> Coordinate labeling data:
......

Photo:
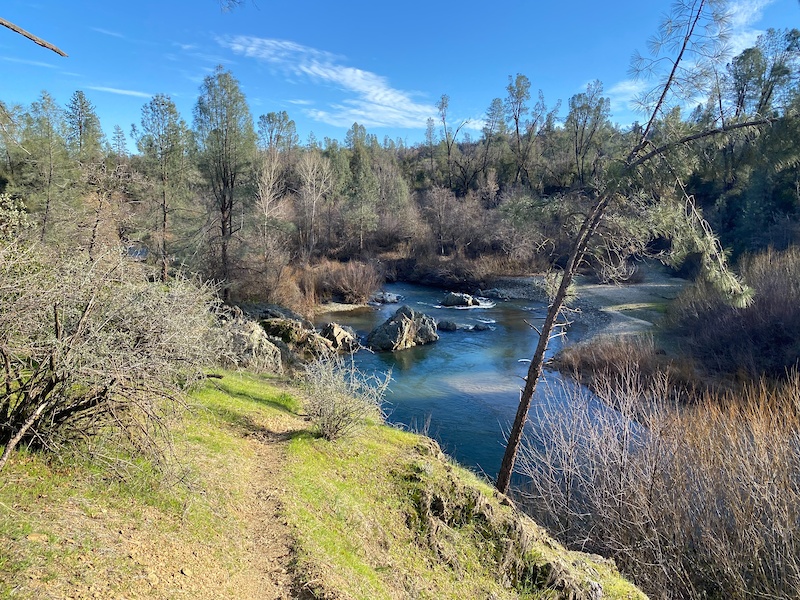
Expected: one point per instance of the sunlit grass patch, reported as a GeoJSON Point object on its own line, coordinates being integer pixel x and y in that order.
{"type": "Point", "coordinates": [386, 515]}
{"type": "Point", "coordinates": [109, 525]}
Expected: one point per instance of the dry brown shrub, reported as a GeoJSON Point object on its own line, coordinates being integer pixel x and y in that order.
{"type": "Point", "coordinates": [693, 502]}
{"type": "Point", "coordinates": [760, 339]}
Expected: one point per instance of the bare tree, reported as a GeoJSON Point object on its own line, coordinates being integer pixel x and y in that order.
{"type": "Point", "coordinates": [31, 37]}
{"type": "Point", "coordinates": [89, 346]}
{"type": "Point", "coordinates": [696, 32]}
{"type": "Point", "coordinates": [316, 182]}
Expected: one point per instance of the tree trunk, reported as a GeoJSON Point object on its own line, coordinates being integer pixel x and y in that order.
{"type": "Point", "coordinates": [536, 367]}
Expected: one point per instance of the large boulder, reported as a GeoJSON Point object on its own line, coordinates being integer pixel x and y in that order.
{"type": "Point", "coordinates": [385, 298]}
{"type": "Point", "coordinates": [298, 339]}
{"type": "Point", "coordinates": [247, 345]}
{"type": "Point", "coordinates": [405, 329]}
{"type": "Point", "coordinates": [344, 339]}
{"type": "Point", "coordinates": [458, 299]}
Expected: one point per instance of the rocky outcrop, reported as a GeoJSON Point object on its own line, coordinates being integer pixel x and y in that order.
{"type": "Point", "coordinates": [247, 345]}
{"type": "Point", "coordinates": [459, 299]}
{"type": "Point", "coordinates": [344, 339]}
{"type": "Point", "coordinates": [297, 342]}
{"type": "Point", "coordinates": [385, 298]}
{"type": "Point", "coordinates": [405, 329]}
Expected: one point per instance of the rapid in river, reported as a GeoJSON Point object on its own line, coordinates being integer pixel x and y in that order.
{"type": "Point", "coordinates": [464, 389]}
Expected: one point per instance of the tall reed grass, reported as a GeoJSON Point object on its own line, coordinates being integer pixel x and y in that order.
{"type": "Point", "coordinates": [693, 501]}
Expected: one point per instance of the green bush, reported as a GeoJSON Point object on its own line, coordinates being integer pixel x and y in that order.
{"type": "Point", "coordinates": [340, 397]}
{"type": "Point", "coordinates": [762, 338]}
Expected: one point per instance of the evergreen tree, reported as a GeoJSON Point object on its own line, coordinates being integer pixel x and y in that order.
{"type": "Point", "coordinates": [164, 143]}
{"type": "Point", "coordinates": [227, 145]}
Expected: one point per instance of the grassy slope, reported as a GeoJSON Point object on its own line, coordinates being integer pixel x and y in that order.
{"type": "Point", "coordinates": [383, 515]}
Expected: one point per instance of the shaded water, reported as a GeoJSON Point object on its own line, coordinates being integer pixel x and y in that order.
{"type": "Point", "coordinates": [464, 389]}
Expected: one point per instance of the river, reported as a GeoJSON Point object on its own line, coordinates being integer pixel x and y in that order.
{"type": "Point", "coordinates": [463, 390]}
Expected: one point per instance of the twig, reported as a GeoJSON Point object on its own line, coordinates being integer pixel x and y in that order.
{"type": "Point", "coordinates": [31, 37]}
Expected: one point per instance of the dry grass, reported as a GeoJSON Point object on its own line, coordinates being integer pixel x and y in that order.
{"type": "Point", "coordinates": [693, 502]}
{"type": "Point", "coordinates": [71, 528]}
{"type": "Point", "coordinates": [761, 339]}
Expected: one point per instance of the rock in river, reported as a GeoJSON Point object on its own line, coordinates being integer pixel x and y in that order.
{"type": "Point", "coordinates": [405, 329]}
{"type": "Point", "coordinates": [458, 299]}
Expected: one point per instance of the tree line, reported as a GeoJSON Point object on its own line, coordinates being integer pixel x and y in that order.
{"type": "Point", "coordinates": [239, 199]}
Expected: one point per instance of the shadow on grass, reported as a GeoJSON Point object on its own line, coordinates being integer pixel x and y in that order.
{"type": "Point", "coordinates": [233, 406]}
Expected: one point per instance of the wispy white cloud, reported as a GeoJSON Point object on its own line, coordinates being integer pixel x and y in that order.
{"type": "Point", "coordinates": [22, 61]}
{"type": "Point", "coordinates": [372, 101]}
{"type": "Point", "coordinates": [744, 14]}
{"type": "Point", "coordinates": [107, 32]}
{"type": "Point", "coordinates": [623, 94]}
{"type": "Point", "coordinates": [119, 91]}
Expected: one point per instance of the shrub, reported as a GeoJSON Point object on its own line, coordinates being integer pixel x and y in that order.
{"type": "Point", "coordinates": [692, 502]}
{"type": "Point", "coordinates": [760, 339]}
{"type": "Point", "coordinates": [341, 398]}
{"type": "Point", "coordinates": [353, 282]}
{"type": "Point", "coordinates": [93, 346]}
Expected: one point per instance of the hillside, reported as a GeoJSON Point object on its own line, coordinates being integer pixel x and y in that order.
{"type": "Point", "coordinates": [262, 508]}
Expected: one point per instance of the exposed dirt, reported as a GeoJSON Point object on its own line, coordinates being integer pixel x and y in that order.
{"type": "Point", "coordinates": [123, 552]}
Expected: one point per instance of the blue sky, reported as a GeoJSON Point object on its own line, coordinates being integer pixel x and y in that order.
{"type": "Point", "coordinates": [328, 64]}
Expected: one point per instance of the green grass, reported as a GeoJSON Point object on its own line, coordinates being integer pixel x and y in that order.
{"type": "Point", "coordinates": [77, 525]}
{"type": "Point", "coordinates": [360, 511]}
{"type": "Point", "coordinates": [380, 515]}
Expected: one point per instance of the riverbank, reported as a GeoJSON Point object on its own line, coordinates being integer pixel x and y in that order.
{"type": "Point", "coordinates": [264, 508]}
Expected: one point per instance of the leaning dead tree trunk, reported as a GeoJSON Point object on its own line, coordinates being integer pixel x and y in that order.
{"type": "Point", "coordinates": [31, 37]}
{"type": "Point", "coordinates": [537, 363]}
{"type": "Point", "coordinates": [692, 16]}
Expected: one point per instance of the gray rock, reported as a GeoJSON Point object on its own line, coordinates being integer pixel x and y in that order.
{"type": "Point", "coordinates": [405, 329]}
{"type": "Point", "coordinates": [447, 326]}
{"type": "Point", "coordinates": [386, 298]}
{"type": "Point", "coordinates": [458, 299]}
{"type": "Point", "coordinates": [495, 294]}
{"type": "Point", "coordinates": [247, 345]}
{"type": "Point", "coordinates": [344, 339]}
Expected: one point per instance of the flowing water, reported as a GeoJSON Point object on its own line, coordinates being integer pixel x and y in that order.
{"type": "Point", "coordinates": [464, 389]}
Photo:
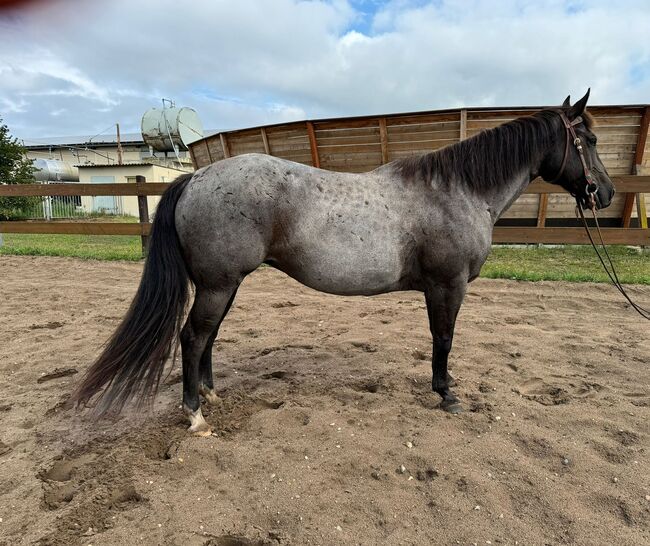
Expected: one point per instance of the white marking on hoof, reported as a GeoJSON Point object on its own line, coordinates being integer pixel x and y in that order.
{"type": "Point", "coordinates": [210, 396]}
{"type": "Point", "coordinates": [198, 425]}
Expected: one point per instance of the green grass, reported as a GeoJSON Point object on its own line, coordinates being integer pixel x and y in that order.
{"type": "Point", "coordinates": [569, 263]}
{"type": "Point", "coordinates": [98, 247]}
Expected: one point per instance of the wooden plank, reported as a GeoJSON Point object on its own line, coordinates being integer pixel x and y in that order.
{"type": "Point", "coordinates": [194, 162]}
{"type": "Point", "coordinates": [17, 190]}
{"type": "Point", "coordinates": [313, 145]}
{"type": "Point", "coordinates": [224, 145]}
{"type": "Point", "coordinates": [641, 210]}
{"type": "Point", "coordinates": [76, 228]}
{"type": "Point", "coordinates": [346, 124]}
{"type": "Point", "coordinates": [368, 133]}
{"type": "Point", "coordinates": [351, 150]}
{"type": "Point", "coordinates": [265, 140]}
{"type": "Point", "coordinates": [541, 211]}
{"type": "Point", "coordinates": [143, 212]}
{"type": "Point", "coordinates": [626, 216]}
{"type": "Point", "coordinates": [383, 139]}
{"type": "Point", "coordinates": [463, 124]}
{"type": "Point", "coordinates": [638, 163]}
{"type": "Point", "coordinates": [548, 235]}
{"type": "Point", "coordinates": [433, 134]}
{"type": "Point", "coordinates": [207, 149]}
{"type": "Point", "coordinates": [624, 184]}
{"type": "Point", "coordinates": [410, 119]}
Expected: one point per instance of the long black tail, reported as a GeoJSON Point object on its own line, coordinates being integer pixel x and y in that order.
{"type": "Point", "coordinates": [134, 358]}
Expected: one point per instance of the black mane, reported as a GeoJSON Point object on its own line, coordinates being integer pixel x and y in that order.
{"type": "Point", "coordinates": [492, 156]}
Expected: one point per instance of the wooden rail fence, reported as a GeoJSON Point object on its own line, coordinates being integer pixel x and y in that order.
{"type": "Point", "coordinates": [629, 185]}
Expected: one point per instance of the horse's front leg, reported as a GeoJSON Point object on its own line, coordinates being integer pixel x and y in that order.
{"type": "Point", "coordinates": [443, 302]}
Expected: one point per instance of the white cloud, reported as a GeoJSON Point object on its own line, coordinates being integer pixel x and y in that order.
{"type": "Point", "coordinates": [253, 62]}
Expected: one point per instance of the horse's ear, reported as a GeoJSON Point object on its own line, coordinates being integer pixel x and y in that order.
{"type": "Point", "coordinates": [579, 107]}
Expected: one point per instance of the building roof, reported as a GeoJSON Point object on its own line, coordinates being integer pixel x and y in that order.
{"type": "Point", "coordinates": [95, 141]}
{"type": "Point", "coordinates": [130, 164]}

......

> What to do:
What are the lines from the one with "Expected: one point per instance of the white cloud, reported" through the last line of the records above? Quote them exactly and add nothing.

> Result for this exercise:
Expected: one point per instance of the white cloud, reported as a GeoJSON Point object on its own line, coordinates being integer pixel x and y in that order.
{"type": "Point", "coordinates": [253, 62]}
Expected: one point per instance of the horse's ear, reported as a GeoJSON Point object on its own line, coordinates being integer pixel x and y in that order.
{"type": "Point", "coordinates": [579, 107]}
Expected: one point per instance of the building roof, reported as a GeoJSON Point object on its own line, coordinates being integer pixel x and y in that order.
{"type": "Point", "coordinates": [95, 141]}
{"type": "Point", "coordinates": [130, 164]}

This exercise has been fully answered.